Set problem:
Edit the records below by changing each "Show me exactly where it is" to "Point out its exact location", leaving every other part of every line unchanged.
* * *
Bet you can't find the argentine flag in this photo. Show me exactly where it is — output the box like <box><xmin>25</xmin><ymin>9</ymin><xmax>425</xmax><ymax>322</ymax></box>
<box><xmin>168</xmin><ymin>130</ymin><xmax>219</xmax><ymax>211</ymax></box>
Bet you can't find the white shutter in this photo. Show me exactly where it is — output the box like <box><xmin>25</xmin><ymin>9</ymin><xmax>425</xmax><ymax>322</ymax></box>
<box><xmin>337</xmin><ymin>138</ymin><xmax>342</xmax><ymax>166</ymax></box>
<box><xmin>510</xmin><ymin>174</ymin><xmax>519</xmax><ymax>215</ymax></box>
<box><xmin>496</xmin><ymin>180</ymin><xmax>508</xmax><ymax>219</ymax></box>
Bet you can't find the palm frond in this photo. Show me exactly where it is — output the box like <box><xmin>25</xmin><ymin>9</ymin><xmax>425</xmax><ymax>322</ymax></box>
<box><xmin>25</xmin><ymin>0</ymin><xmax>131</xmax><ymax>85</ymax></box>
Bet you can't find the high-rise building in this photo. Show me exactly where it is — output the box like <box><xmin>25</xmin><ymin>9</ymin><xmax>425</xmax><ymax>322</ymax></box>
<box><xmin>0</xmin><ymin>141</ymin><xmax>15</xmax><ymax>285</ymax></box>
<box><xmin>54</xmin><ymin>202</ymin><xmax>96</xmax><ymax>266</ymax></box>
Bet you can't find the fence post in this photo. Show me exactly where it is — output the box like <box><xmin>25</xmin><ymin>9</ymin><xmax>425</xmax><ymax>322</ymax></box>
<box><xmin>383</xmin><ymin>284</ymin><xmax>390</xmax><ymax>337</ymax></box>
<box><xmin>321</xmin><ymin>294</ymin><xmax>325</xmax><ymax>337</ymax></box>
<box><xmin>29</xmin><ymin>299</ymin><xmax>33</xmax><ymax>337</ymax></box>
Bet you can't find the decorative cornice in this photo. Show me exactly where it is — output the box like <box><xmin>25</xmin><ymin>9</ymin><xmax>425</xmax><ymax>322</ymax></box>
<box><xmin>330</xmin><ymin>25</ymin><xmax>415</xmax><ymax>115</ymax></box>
* * *
Result of the task:
Bet you can't find the argentine flag in this photo. Point out its exact location — output the box like <box><xmin>25</xmin><ymin>9</ymin><xmax>425</xmax><ymax>322</ymax></box>
<box><xmin>168</xmin><ymin>130</ymin><xmax>219</xmax><ymax>211</ymax></box>
Bet you can't find the white shutter in this photo. Point out its exact location — output the box like <box><xmin>25</xmin><ymin>9</ymin><xmax>425</xmax><ymax>322</ymax></box>
<box><xmin>337</xmin><ymin>138</ymin><xmax>342</xmax><ymax>166</ymax></box>
<box><xmin>510</xmin><ymin>174</ymin><xmax>519</xmax><ymax>215</ymax></box>
<box><xmin>496</xmin><ymin>180</ymin><xmax>508</xmax><ymax>219</ymax></box>
Bet you can't find the palm frond in this photo. Point out its exact location — output the box like <box><xmin>25</xmin><ymin>9</ymin><xmax>425</xmax><ymax>322</ymax></box>
<box><xmin>25</xmin><ymin>0</ymin><xmax>131</xmax><ymax>85</ymax></box>
Bet you can't find the high-rise building in this photo. Point out its exact location — output the box like <box><xmin>25</xmin><ymin>9</ymin><xmax>425</xmax><ymax>322</ymax></box>
<box><xmin>0</xmin><ymin>141</ymin><xmax>15</xmax><ymax>285</ymax></box>
<box><xmin>54</xmin><ymin>202</ymin><xmax>96</xmax><ymax>266</ymax></box>
Bet you can't find the fence post in this photo. Point out its exact location — output the box like <box><xmin>25</xmin><ymin>9</ymin><xmax>425</xmax><ymax>322</ymax></box>
<box><xmin>383</xmin><ymin>284</ymin><xmax>390</xmax><ymax>337</ymax></box>
<box><xmin>321</xmin><ymin>294</ymin><xmax>325</xmax><ymax>337</ymax></box>
<box><xmin>29</xmin><ymin>299</ymin><xmax>33</xmax><ymax>337</ymax></box>
Bet you can't find the decorative cornice in this photo. Point out its exact location — output the box like <box><xmin>25</xmin><ymin>9</ymin><xmax>425</xmax><ymax>322</ymax></box>
<box><xmin>330</xmin><ymin>25</ymin><xmax>415</xmax><ymax>115</ymax></box>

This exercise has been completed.